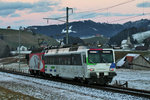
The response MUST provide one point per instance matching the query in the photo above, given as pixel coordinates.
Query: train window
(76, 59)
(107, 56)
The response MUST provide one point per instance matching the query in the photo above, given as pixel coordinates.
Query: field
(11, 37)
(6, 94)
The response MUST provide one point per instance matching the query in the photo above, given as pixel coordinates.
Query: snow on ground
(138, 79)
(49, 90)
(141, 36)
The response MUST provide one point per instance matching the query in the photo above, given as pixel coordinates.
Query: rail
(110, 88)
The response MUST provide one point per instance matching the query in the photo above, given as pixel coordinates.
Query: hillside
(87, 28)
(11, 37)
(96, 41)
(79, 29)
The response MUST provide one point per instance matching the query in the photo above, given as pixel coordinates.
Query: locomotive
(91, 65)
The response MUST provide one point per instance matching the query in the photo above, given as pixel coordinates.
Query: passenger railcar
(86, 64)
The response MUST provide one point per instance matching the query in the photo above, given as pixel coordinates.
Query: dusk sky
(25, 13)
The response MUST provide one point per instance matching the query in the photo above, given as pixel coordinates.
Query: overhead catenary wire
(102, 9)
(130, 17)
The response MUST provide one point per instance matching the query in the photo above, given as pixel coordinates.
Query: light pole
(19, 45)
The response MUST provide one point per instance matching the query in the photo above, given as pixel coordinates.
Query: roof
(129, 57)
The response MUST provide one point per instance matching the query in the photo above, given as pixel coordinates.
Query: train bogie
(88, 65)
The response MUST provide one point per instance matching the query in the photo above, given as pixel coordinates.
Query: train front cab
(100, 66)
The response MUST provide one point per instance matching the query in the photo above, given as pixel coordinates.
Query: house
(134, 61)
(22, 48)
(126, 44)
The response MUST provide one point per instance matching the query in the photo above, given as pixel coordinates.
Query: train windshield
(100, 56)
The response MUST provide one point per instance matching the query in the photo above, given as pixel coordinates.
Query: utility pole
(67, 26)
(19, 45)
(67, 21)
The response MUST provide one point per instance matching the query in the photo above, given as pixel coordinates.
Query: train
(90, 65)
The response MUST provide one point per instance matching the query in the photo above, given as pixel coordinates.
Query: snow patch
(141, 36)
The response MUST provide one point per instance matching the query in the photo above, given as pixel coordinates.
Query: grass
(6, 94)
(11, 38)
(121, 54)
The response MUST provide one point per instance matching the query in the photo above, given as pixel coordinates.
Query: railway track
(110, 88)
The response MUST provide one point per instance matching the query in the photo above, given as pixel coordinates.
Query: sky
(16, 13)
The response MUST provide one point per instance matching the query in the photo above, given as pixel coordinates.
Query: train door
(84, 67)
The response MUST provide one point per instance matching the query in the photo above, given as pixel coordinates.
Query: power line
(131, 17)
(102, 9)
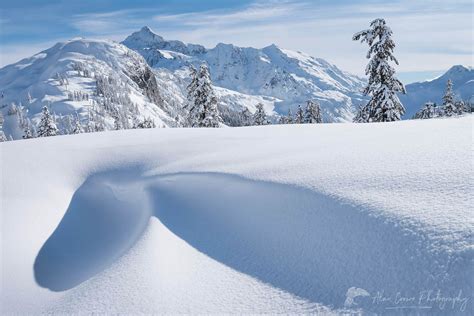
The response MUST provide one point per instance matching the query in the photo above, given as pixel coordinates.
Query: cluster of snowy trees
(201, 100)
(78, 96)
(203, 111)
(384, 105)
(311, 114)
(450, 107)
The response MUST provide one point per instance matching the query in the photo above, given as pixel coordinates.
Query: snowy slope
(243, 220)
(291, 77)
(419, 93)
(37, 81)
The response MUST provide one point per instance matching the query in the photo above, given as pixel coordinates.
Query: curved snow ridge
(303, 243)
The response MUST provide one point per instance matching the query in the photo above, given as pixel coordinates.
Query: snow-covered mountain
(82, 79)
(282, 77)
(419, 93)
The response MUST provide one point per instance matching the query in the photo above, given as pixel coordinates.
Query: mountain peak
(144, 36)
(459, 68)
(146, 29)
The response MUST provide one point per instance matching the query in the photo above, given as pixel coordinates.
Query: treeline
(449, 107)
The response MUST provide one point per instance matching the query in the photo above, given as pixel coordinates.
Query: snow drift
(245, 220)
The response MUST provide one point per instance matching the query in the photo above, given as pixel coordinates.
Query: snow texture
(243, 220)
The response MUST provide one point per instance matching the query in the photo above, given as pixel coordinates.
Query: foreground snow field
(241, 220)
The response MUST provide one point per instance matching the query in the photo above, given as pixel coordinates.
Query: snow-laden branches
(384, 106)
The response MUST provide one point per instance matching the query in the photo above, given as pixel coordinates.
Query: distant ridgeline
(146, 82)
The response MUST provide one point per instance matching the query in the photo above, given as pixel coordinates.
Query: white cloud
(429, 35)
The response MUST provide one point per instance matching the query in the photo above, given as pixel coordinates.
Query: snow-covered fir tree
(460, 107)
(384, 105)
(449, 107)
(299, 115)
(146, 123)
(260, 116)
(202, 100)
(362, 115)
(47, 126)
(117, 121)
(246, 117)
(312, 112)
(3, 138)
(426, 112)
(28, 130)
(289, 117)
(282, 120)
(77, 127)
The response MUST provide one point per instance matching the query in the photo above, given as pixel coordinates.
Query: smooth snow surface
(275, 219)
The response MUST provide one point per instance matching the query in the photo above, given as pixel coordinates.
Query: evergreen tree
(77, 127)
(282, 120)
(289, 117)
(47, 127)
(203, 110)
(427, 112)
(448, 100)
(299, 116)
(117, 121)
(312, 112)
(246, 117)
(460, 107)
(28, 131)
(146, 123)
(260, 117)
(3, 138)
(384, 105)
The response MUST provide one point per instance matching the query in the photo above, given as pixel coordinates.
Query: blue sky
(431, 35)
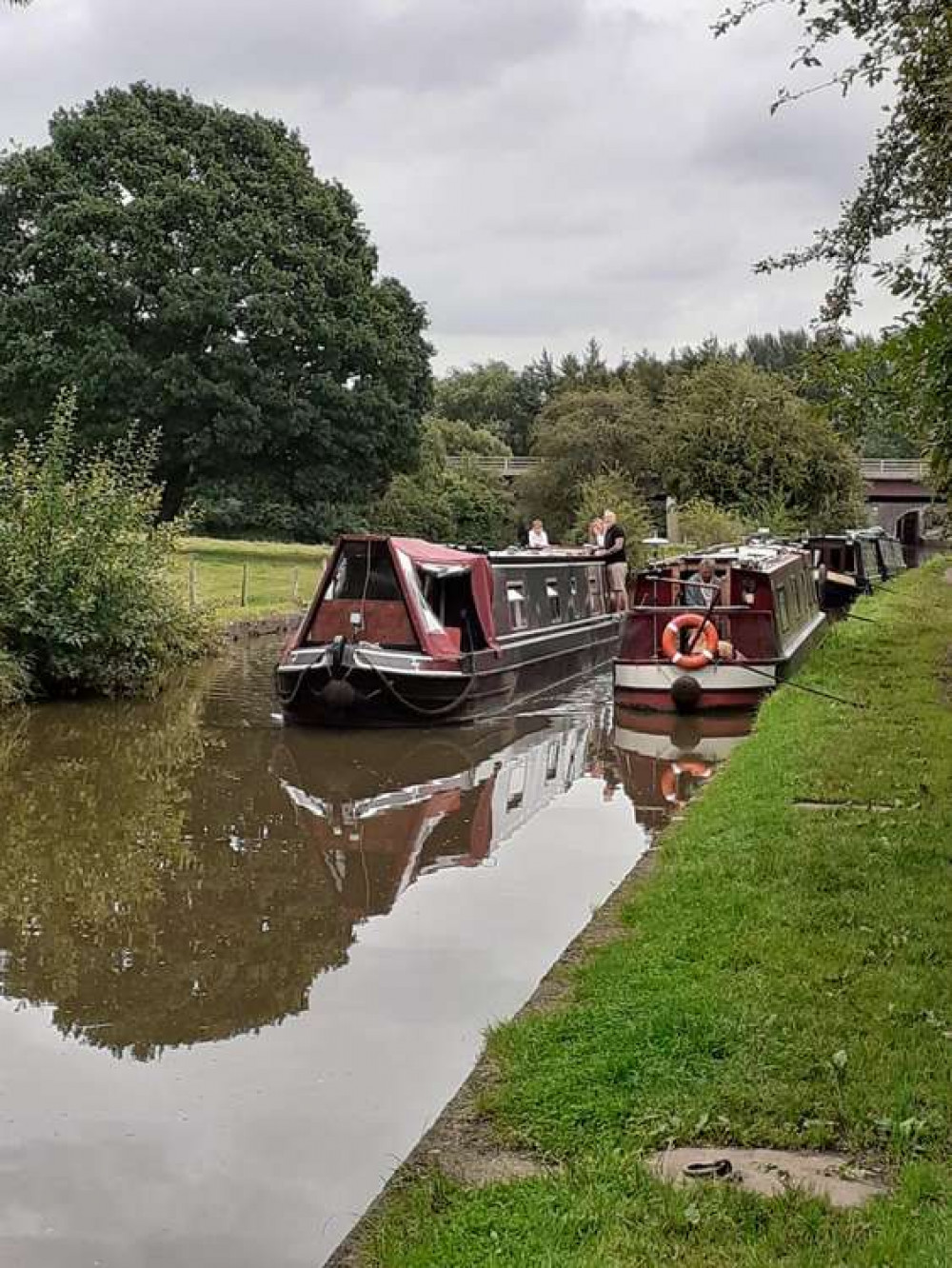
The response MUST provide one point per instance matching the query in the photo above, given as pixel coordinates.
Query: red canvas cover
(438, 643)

**SET TASK**. Transcribe the full listing above exactly as it stands, minus the pictures.

**OUTPUT OF THE EXERCISE**.
The response MUST provide one point per instance matching the query in the photo above, given as pixel coordinates.
Query: train window
(76, 59)
(107, 56)
The response MUST provide one point per instance matching the query in the photo above, given as pixel coordinates.
Query: field
(11, 37)
(6, 94)
The response MUST provide one point per instance matching the query in the photo above, given as pixel coordinates.
Query: snow on ground
(138, 79)
(49, 90)
(141, 36)
The response MUST provide one point per instance matching the query in the photo above, given as pixel coordinates.
Query: rail
(110, 88)
The response MUST provide one point per instance matching the query in the photo above, given as pixel coordinates.
Query: hillside
(87, 28)
(11, 37)
(96, 41)
(79, 29)
The response MUST provide one point per instance matching the query in the photo above, given as pixel coordinates.
Query: locomotive
(91, 65)
The response MUST provide one point per instance matching the query in the photo above, given as pixel coordinates.
Query: passenger railcar
(86, 64)
The response MUST provide one point per instance matching the query in the photo above, given as pixel coordinates.
Query: dusk sky
(25, 13)
The response MUST provide one point per instance matching the query in the photo above, given as pixel coordinates.
Query: overhead catenary wire
(102, 9)
(130, 17)
The response MUST provide one point per instance matching the query in the photo above, given as pixel coordinates.
Query: light pole
(19, 45)
The response MUST provide one point per instance matching the query in the photo above, given as pixel coordinates.
Query: roof
(129, 57)
The response MUST provide one point per instance matching the query in the photo above, given as pixel coordinates.
Query: train bogie
(88, 65)
The response MUST provide one point per instance matching the query in the photo above, given as pixel coordinates.
Query: train front cab
(100, 66)
The response MUST provide one point per instance matching the query in the photo above, given as pixel coordinates.
Query: house
(134, 61)
(22, 48)
(126, 44)
The response MUST provide one point per instance matching the query in the photo above, given as pixel coordinates.
Query: train windshield
(100, 56)
The response MUST provide one point per instance matching the query in the photo above, given as pixel coordinates.
Query: utility pole
(67, 26)
(19, 45)
(67, 21)
The response MUST provide one point per instance matching the query in the photo above, given as pixel coordinates.
Query: train
(90, 65)
The response MUST provide one point per instance matching the query in the photo above, given as pixel coordinates.
Query: snow patch
(141, 36)
The response MUST provide one point per instance matching the query in the photo above, given as pixel coordinates.
Query: grass
(6, 94)
(11, 38)
(121, 54)
The response MUST provide one point per instance matching the query in the photo above, given as pixel coordinates.
Query: railway track
(110, 88)
The response MUST provide one point per instance matching the query in the photo above, given as pixel coordinates.
Query: sky
(16, 13)
The response MUST provide one point per instance matching the query in the photo above, given as pixel coordinates.
Query: train door
(84, 67)
The response MUST provide one point per instance matching the query in the photo above, given as pixel coordinates.
Query: power line
(131, 17)
(102, 9)
The response MUST provide one point per instance matching the query in the photo above, given as pixel coordinates.
Query: cluster of snowy trees
(201, 100)
(78, 96)
(203, 111)
(384, 105)
(311, 114)
(450, 107)
The response MUST provide one point per instance matching the query in the photo above, given as pixel coordinates.
Query: snowy slope
(243, 220)
(291, 77)
(419, 93)
(37, 81)
The response MUST provide one point per instance matching the query in the photo above, given as pixel coordinates.
Query: curved snow ridge
(303, 243)
The response MUST provide one point per instance matching the query in the photo above, given as pixel coordinates.
Query: snow-covered mountain
(82, 79)
(282, 77)
(419, 93)
The response MUST provide one point per instance matching the query in the photo above, given as pixel coordinates.
Query: mountain peak
(144, 36)
(459, 68)
(146, 29)
The response MUST provide one point per instance matching the query in the photo above, given as pixel coordinates.
Query: treeline
(449, 107)
The response MUST provide one point per instance matching the query in the photo above, given as pixel coordinates.
Query: snow drift
(245, 220)
The response MUST provide one point per instance matching the query in the photo above, given as pixel coordinates.
Query: snow texture
(243, 220)
The response MUST provide one point per instance matching the query in the photo above, given as pixel coordinates.
Query: foreground snow field
(241, 220)
The response MUST provide one point per instance matching the query in the photo above, given as pixel coordinates.
Query: snow-laden branches
(384, 106)
The response MUST provide one point per instance matching the query in the photo above, given as pixel coordinates.
Query: distant ridgeline
(146, 82)
The response MUST provide one point per instance matching the query in the photo above, given as pixel coordinates.
Query: white cloud
(429, 35)
The response MUST provide one point per instance matching the query in the photo above, given as pixel coordinates.
Query: snow-covered fir tree
(460, 107)
(384, 105)
(449, 107)
(299, 115)
(146, 123)
(260, 116)
(202, 100)
(362, 115)
(47, 126)
(117, 121)
(246, 117)
(312, 112)
(3, 138)
(426, 112)
(28, 130)
(289, 117)
(282, 120)
(77, 127)
The response MUST provide one point per instance matching the query in the photo above, given as pixel coordinates.
Query: smooth snow surface
(275, 219)
The response MUST provide one point per instance matching the query in the photo above, given as pixel coordinates.
Query: evergreen tree
(77, 127)
(282, 120)
(289, 117)
(47, 127)
(203, 110)
(427, 112)
(448, 100)
(299, 116)
(117, 121)
(312, 112)
(246, 117)
(460, 107)
(28, 131)
(146, 123)
(260, 117)
(3, 138)
(384, 105)
The response MUST provide one point per instance matching the query in the photo above, given as pixel coordinates.
Query: blue sky
(431, 35)
The response MUST provide one point per instance matching the query in the photo above, given as pixel coordinates.
Query: red canvas cover
(438, 643)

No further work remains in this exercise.